To complete this task, print all the data below exactly but leave out the images.

Natural language region descriptions
◇ ◇ ◇ ◇ ◇
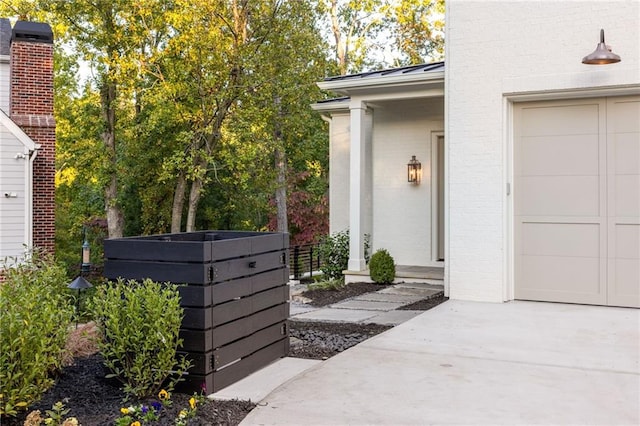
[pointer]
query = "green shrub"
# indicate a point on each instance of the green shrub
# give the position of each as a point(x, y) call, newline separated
point(34, 321)
point(139, 325)
point(382, 267)
point(334, 254)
◇ ◇ ◇ ◇ ◇
--- WRITTEN SOLUTION ---
[pointer]
query = "green shrub"
# indicate a point on each instance of the green shrub
# give the position of each as a point(x, y) call, newline separated
point(34, 321)
point(139, 325)
point(382, 267)
point(334, 254)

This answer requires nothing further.